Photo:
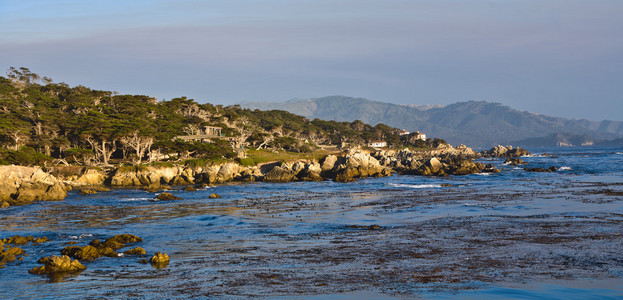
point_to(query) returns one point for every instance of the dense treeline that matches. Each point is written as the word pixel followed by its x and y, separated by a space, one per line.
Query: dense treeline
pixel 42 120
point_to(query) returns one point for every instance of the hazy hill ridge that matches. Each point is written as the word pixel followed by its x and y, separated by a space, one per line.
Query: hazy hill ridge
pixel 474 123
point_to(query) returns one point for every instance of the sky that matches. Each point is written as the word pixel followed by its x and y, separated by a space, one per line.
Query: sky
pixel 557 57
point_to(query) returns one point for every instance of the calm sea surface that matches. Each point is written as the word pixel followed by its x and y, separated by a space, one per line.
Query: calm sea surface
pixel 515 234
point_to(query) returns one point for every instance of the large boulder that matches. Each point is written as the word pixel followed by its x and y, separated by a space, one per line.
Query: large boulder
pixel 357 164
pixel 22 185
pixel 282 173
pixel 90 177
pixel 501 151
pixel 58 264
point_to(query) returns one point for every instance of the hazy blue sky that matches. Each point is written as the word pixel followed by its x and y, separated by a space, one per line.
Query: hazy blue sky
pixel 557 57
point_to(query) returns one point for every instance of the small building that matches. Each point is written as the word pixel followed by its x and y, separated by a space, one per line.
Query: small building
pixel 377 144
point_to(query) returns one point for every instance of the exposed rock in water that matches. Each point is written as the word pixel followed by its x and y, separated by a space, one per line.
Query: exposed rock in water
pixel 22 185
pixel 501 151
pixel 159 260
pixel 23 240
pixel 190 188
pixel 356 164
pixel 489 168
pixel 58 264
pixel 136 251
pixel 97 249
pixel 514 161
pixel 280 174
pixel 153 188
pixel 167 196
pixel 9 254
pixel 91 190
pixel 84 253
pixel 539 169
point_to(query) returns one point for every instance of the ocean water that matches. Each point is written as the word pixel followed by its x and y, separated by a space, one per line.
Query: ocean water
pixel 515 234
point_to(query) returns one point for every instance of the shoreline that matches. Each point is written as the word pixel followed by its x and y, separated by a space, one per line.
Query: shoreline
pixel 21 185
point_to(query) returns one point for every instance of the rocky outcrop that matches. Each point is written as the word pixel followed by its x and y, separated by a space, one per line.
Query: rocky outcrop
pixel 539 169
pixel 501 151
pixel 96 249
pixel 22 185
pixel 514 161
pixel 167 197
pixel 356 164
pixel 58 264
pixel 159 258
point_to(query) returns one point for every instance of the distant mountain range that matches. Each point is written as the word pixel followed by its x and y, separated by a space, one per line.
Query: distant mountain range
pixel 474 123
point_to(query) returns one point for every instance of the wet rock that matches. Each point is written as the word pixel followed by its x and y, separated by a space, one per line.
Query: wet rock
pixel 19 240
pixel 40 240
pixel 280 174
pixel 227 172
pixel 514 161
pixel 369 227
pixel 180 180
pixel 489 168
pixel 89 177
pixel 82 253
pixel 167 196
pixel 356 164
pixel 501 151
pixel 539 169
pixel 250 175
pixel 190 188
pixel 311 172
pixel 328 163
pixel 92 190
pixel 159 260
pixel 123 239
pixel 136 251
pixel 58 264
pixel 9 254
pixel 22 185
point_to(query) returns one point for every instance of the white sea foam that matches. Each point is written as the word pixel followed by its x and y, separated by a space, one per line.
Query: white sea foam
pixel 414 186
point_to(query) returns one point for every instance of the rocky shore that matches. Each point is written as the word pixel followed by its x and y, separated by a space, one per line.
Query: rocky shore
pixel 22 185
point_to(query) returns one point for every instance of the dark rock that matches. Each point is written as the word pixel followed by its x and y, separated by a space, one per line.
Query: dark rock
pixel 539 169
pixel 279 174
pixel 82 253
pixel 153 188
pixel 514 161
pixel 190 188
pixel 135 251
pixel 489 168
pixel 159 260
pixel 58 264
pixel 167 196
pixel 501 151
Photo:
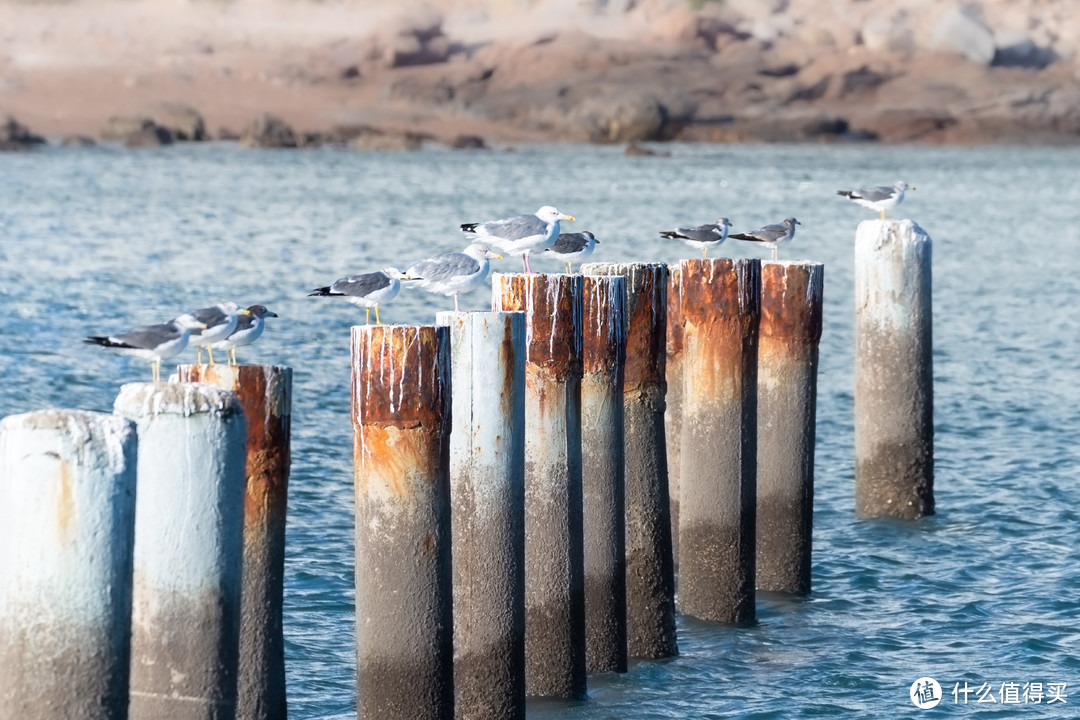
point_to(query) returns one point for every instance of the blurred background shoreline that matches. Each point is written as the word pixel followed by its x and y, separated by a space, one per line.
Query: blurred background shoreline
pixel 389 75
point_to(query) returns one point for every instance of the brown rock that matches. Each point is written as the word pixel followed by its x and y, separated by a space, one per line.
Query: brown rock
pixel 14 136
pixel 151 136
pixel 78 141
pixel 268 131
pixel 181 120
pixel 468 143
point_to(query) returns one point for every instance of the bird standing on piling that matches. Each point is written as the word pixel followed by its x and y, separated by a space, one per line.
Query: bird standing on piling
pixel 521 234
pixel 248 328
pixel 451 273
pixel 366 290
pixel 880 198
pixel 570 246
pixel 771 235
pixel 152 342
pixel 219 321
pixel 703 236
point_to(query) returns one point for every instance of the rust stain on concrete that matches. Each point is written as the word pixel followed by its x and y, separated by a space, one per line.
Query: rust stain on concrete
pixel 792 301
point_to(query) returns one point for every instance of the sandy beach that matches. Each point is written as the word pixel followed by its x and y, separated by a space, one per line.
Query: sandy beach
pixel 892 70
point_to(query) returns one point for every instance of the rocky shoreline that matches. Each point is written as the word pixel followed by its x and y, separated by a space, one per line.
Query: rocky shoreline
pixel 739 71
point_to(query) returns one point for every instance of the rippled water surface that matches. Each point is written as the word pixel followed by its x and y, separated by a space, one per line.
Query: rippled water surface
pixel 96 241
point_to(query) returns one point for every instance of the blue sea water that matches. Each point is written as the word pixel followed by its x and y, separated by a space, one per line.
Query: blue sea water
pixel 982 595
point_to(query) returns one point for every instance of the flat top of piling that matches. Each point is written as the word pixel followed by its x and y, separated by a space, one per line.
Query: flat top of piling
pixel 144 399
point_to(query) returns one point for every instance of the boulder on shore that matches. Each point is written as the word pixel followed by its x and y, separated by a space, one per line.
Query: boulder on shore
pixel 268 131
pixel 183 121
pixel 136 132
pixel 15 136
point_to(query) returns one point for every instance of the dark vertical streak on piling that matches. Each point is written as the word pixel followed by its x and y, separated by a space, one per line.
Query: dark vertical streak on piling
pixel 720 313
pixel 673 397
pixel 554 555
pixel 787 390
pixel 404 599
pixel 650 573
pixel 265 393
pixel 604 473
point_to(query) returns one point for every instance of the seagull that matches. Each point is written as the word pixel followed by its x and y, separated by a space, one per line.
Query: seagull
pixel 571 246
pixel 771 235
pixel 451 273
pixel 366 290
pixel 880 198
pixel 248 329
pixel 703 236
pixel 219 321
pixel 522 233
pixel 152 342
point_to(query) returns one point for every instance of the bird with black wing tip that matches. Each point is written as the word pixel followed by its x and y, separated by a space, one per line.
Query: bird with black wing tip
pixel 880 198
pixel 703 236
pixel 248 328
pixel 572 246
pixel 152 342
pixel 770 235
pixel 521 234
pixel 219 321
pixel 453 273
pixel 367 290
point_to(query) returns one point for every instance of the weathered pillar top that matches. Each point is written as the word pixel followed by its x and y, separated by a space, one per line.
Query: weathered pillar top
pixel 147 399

++++++

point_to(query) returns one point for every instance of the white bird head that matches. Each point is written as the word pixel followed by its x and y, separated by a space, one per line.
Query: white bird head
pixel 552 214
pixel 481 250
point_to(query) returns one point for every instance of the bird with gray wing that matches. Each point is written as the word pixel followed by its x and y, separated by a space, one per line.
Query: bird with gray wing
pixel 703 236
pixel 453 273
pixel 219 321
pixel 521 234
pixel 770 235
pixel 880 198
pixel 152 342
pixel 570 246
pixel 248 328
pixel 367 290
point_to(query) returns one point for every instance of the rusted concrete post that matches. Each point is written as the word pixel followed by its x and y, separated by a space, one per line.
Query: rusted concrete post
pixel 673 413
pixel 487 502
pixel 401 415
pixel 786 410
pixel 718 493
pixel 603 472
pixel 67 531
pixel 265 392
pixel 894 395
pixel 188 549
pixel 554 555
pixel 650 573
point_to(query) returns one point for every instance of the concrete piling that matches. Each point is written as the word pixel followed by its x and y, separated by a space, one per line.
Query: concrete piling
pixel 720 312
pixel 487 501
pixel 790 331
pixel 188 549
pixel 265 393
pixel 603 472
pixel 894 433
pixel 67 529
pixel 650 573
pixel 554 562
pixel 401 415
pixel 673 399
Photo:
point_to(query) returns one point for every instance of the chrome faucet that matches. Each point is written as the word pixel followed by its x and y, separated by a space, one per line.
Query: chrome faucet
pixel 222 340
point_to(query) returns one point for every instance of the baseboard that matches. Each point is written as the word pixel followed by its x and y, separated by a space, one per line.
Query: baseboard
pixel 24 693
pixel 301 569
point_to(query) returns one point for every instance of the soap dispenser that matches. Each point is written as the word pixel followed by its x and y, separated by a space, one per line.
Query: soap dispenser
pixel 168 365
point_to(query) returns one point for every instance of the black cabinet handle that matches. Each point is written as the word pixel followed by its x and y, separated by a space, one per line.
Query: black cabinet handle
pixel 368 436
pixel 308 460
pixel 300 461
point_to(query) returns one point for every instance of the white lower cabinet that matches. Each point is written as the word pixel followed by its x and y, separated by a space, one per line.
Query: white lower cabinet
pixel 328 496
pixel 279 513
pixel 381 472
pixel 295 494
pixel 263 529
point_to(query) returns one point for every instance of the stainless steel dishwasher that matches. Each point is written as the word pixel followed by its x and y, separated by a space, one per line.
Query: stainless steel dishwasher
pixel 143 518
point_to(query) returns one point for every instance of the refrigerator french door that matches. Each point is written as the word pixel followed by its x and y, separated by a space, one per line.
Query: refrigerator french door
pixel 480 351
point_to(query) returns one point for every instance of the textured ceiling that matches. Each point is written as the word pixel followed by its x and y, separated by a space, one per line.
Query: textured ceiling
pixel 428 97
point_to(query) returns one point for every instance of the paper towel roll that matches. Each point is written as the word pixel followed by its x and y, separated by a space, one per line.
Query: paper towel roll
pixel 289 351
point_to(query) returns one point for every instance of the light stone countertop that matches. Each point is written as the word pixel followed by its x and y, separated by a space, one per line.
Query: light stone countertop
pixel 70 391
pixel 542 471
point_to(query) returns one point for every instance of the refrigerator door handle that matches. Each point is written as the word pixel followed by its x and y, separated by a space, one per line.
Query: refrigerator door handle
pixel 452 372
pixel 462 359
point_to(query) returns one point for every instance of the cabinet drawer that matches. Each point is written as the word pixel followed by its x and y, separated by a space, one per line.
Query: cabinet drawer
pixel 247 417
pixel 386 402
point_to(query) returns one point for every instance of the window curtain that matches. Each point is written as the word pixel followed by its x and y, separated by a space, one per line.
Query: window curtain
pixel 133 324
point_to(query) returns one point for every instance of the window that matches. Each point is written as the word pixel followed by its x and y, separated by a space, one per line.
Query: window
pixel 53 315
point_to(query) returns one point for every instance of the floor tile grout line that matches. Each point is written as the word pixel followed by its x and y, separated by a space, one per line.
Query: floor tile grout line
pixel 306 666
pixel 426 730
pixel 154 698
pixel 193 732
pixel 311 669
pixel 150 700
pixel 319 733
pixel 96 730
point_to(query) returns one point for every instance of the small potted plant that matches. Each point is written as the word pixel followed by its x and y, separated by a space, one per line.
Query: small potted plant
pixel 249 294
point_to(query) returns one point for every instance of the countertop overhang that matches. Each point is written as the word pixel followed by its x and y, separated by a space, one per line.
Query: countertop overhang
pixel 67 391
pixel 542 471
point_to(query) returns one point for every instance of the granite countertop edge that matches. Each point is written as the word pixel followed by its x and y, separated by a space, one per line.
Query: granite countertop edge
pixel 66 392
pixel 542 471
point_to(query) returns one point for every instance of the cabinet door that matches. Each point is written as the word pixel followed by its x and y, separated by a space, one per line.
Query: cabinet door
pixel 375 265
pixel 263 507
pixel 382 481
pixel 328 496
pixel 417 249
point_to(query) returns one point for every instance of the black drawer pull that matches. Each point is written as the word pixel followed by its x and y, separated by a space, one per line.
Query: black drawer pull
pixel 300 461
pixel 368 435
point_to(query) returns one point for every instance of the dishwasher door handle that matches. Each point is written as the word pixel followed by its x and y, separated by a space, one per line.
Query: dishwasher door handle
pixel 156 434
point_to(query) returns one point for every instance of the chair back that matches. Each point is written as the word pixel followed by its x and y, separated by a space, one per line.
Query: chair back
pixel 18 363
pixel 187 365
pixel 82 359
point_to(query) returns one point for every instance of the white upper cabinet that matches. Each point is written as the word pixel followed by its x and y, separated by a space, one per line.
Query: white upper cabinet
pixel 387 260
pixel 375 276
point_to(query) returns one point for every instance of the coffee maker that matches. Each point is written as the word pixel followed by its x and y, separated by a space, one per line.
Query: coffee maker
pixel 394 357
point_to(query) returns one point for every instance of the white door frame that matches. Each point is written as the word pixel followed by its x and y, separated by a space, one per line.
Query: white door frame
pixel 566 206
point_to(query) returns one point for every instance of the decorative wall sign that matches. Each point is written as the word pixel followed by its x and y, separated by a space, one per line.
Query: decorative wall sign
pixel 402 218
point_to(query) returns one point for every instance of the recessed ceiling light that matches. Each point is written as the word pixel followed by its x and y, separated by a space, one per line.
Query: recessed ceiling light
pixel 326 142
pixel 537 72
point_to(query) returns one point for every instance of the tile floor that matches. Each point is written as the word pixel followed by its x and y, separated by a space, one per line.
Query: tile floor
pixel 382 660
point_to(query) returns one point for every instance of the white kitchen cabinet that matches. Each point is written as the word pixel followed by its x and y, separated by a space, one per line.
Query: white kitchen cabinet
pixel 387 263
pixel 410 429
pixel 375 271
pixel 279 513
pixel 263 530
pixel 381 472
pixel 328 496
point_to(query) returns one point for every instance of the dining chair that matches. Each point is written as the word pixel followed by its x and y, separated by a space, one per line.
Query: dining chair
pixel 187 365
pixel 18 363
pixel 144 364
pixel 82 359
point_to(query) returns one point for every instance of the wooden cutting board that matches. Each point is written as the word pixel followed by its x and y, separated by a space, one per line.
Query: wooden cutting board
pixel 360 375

++++++

### Problem
Using the material above, transcribe exactly the lines from the line with "of the textured" to the line with "of the paper"; both count, and nothing else goes in.

### Answer section
point_to(query) returns one point for every instance of the textured ceiling that matches. Each point is written as the word pixel followed by its x and y, separated by a space, one per line.
Query: textured ceiling
pixel 428 97
point_to(query) returns one point for every instance of the paper towel roll that matches. Each point is written as the word pixel followed by its x and y, separated by a space, one per line.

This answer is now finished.